> PASSAGE SHOWN:
= Beginning of Section =

Amidst the backdrop of the Ukraine war, women continue to get their periods. They also continue to require access to contraception, abortions, and vital maternity care. With medication increasingly difficult to access, healthcare centers damaged, and women forced to give birth in underground bomb shelters, for half of Ukraine’s population, a reproductive healthcare crisis is occurring. This crisis is not unique to Ukraine – it has long been known that a lack of reproductive healthcare reduces the mortality of the female population both during and after war.
Moving forward: mitigating the risks
The Ukraine war demonstrates that where there is war, women will suffer disproportionately. This injustice must not be tolerated, and it is imperative that all efforts are taken to mitigate the risks posed by sexual violence and inadequate reproductive health services.
The framework of International Law, whilst not preventative, should at the very least offer hope at the institutional level that Russian perpetrators of sexual violence will be held to account. The mechanisms of the Rome Statute allow an International Criminal Court to prosecute individuals for war crimes, crimes against humanity, and genocide – elements of which are clearly present in Russia’s perpetration of sexual violence. Yet, the precedent of the court on issues of sexual violence is dismal. Difficulty obtaining evidence, the reluctance of victims to come forward, and the failure of the ICC and Tribunals to prioritize wartime sexual violence led to a disappointing number of convictions in countries including Bosnia and Herzegovina, Rwanda, Cambodia, and Sudan. It is for these reasons that many, including Nerida, remain unsure whether International Law can effectively hold Russia to account for sexual violence and thus reduce the risk to women in future conflict zones.

= End of Section =

> COMPLETE THE FOLLOWING:
a) Does the Ukraine war passage agree with each statement below? For each, answer yes or no and quote the words from the passage that decide it.
(i) Some women in Ukraine have had to give birth in underground bomb shelters.
(ii) The court's record on sexual violence cases is described as strong.
(iii) The Rome Statute allows an International Criminal Court to prosecute individuals for war crimes, crimes against humanity, and genocide.
b) Continue the Ukraine war passage from its final sentence.
The listing that follows is drawn from a separate source.

> DATA FOR ANALYSIS:
= Beginning of Section =

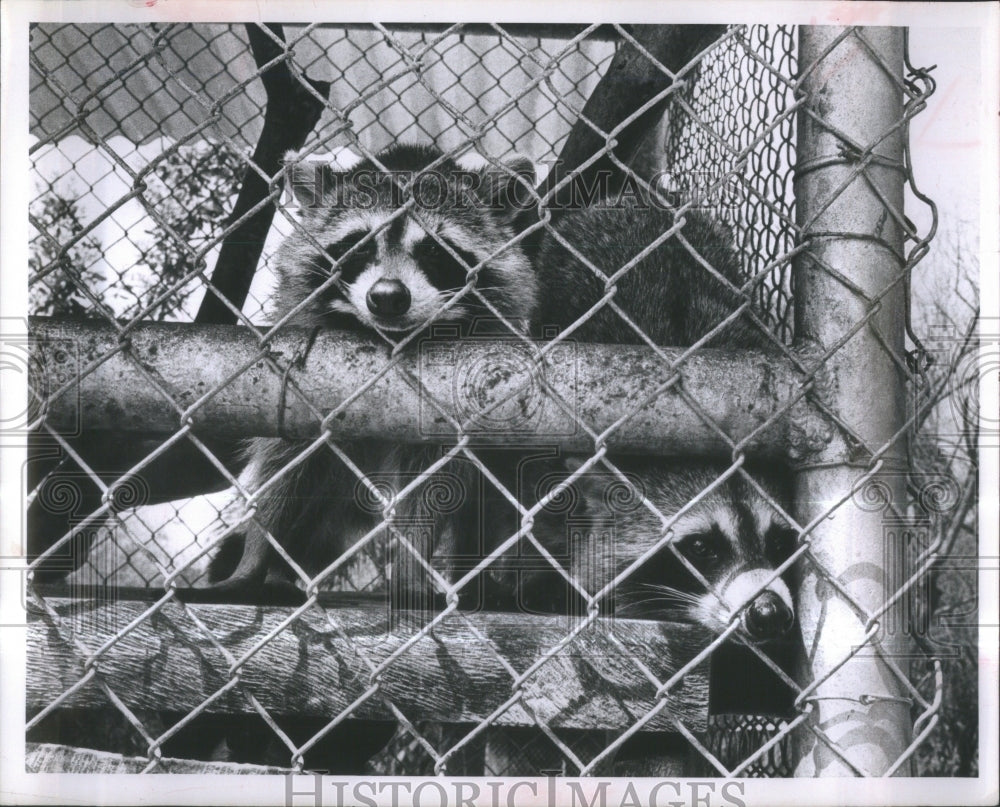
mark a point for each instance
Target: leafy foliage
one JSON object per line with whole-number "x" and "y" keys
{"x": 59, "y": 293}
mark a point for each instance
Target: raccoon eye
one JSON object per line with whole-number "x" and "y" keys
{"x": 700, "y": 547}
{"x": 351, "y": 266}
{"x": 442, "y": 270}
{"x": 779, "y": 543}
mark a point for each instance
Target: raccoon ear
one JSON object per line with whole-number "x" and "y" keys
{"x": 312, "y": 183}
{"x": 507, "y": 190}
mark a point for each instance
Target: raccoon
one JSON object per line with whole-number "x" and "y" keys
{"x": 356, "y": 261}
{"x": 731, "y": 539}
{"x": 731, "y": 536}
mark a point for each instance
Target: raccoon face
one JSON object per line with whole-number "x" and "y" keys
{"x": 392, "y": 248}
{"x": 731, "y": 539}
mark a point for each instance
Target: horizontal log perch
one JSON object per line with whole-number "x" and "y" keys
{"x": 85, "y": 381}
{"x": 55, "y": 758}
{"x": 167, "y": 664}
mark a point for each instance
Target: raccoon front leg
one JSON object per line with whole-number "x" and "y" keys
{"x": 312, "y": 510}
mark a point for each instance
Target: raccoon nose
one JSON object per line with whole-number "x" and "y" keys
{"x": 388, "y": 298}
{"x": 767, "y": 617}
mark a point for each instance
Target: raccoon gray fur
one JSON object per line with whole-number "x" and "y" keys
{"x": 732, "y": 536}
{"x": 395, "y": 282}
{"x": 669, "y": 293}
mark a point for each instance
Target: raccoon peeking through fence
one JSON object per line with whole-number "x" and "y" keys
{"x": 727, "y": 540}
{"x": 390, "y": 245}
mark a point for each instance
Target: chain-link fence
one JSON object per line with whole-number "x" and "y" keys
{"x": 412, "y": 630}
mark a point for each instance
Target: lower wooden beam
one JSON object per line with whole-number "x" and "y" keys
{"x": 314, "y": 666}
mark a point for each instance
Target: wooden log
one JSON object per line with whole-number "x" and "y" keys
{"x": 309, "y": 669}
{"x": 55, "y": 758}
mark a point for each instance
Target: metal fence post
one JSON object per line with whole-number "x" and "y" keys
{"x": 849, "y": 194}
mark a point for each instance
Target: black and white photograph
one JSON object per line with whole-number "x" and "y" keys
{"x": 404, "y": 407}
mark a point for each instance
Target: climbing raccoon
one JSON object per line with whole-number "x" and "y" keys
{"x": 368, "y": 254}
{"x": 727, "y": 540}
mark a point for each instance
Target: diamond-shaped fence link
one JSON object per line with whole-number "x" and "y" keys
{"x": 147, "y": 143}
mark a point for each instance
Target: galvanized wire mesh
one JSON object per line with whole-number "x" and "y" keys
{"x": 135, "y": 125}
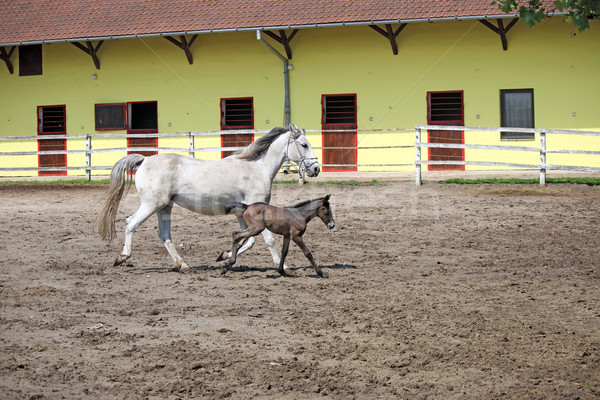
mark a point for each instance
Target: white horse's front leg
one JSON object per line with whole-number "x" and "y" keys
{"x": 270, "y": 241}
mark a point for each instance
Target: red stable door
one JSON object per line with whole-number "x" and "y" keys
{"x": 52, "y": 121}
{"x": 445, "y": 108}
{"x": 339, "y": 147}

= End of Section =

> RESULTS OF THE TASKS:
a)
(i) Yes: "women forced to give birth in underground bomb shelters"
(ii) No: "the precedent of the court on issues of sexual violence is dismal"
(iii) Yes: "The mechanisms of the Rome Statute allow an International Criminal Court to prosecute individuals for war crimes, crimes against humanity, and genocide"

b)
Disappointing odds on the legal system, however, do not mean that all hope is lost for Ukranian women. International NGOs and local organizations are stepping in on a phenomenal scale, demonstrating, paradoxically, how the war is a platform for much altruism and humanity. The International Planned Parenthood Federation is just one example. This week, The International Risk Podcast explored how, together with their partner organization, Women’s Health and Family Planning Ukraine, IPFF is tackling the risk of sexual violence and inadequate reproductive healthcare head-on. By providing medical and emotional support to victims of sexual violence and setting up centers that provide safe maternity and abortion care, IPFF and WMFU show how NGOs and local organizations can mitigate the risks that women in conflict face.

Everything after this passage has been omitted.